WHAT THE EXERCISE ASKS:
Pull out every line below that holds the word "stream".

TASK MATERIAL:
==================================================
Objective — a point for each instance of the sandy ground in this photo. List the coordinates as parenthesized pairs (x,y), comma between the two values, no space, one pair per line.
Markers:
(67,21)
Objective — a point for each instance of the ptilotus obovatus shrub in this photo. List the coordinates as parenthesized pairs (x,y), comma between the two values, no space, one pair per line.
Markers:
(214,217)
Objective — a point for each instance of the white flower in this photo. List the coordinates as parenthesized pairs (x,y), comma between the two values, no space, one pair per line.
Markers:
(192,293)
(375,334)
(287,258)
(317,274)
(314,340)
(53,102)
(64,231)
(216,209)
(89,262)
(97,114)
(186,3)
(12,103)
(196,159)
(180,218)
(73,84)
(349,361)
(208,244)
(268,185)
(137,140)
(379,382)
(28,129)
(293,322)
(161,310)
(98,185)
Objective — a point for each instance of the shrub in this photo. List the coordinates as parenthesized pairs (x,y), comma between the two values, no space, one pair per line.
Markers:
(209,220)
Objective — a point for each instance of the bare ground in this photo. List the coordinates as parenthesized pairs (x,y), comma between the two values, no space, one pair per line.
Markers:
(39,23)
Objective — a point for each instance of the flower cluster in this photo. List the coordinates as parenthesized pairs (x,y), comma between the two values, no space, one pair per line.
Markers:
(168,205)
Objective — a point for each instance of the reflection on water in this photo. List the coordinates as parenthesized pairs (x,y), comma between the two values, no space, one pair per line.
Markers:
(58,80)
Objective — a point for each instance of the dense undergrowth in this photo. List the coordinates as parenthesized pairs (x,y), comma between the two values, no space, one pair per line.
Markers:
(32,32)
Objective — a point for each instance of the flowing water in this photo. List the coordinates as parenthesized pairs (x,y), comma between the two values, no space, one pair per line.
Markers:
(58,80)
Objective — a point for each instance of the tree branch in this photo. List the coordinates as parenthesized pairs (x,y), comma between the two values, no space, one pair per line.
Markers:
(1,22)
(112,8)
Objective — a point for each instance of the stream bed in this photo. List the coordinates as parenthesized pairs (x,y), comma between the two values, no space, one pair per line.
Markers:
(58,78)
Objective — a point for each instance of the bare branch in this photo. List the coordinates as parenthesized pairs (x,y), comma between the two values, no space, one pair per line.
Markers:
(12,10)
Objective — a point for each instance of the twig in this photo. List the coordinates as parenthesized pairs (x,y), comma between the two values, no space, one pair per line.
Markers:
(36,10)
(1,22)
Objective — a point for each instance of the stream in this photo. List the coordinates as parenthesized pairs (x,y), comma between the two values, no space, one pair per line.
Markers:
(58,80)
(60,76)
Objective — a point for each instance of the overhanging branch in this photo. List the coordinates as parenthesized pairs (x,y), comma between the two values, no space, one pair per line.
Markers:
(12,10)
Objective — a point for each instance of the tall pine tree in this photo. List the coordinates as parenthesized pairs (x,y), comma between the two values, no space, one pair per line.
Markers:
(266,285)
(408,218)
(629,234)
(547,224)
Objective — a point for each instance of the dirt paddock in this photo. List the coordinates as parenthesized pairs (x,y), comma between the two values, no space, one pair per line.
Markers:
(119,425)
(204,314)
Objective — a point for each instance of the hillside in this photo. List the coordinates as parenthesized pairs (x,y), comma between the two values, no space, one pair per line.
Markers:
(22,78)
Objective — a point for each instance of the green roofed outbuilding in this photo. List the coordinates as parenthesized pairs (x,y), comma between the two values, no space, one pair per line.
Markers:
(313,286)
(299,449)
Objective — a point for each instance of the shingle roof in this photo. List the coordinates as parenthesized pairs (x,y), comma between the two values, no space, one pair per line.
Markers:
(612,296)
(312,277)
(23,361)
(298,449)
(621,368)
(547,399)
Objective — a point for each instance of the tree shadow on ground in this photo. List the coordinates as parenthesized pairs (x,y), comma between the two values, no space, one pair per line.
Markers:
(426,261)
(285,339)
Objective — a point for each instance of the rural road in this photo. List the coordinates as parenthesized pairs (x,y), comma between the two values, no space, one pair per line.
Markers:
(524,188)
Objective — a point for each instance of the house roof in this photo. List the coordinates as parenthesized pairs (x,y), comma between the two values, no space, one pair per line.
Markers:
==================================================
OUTPUT OF THE TASK:
Objective — a point for each instance of the stream bed in this photo. List the coordinates as parenthesized pairs (x,y), comma between the two values, no space, one pair per line.
Objective — a point for each instance of the stream in this photo. List the coordinates as parenthesized pairs (x,y), comma between the two values, no space, one pair per line.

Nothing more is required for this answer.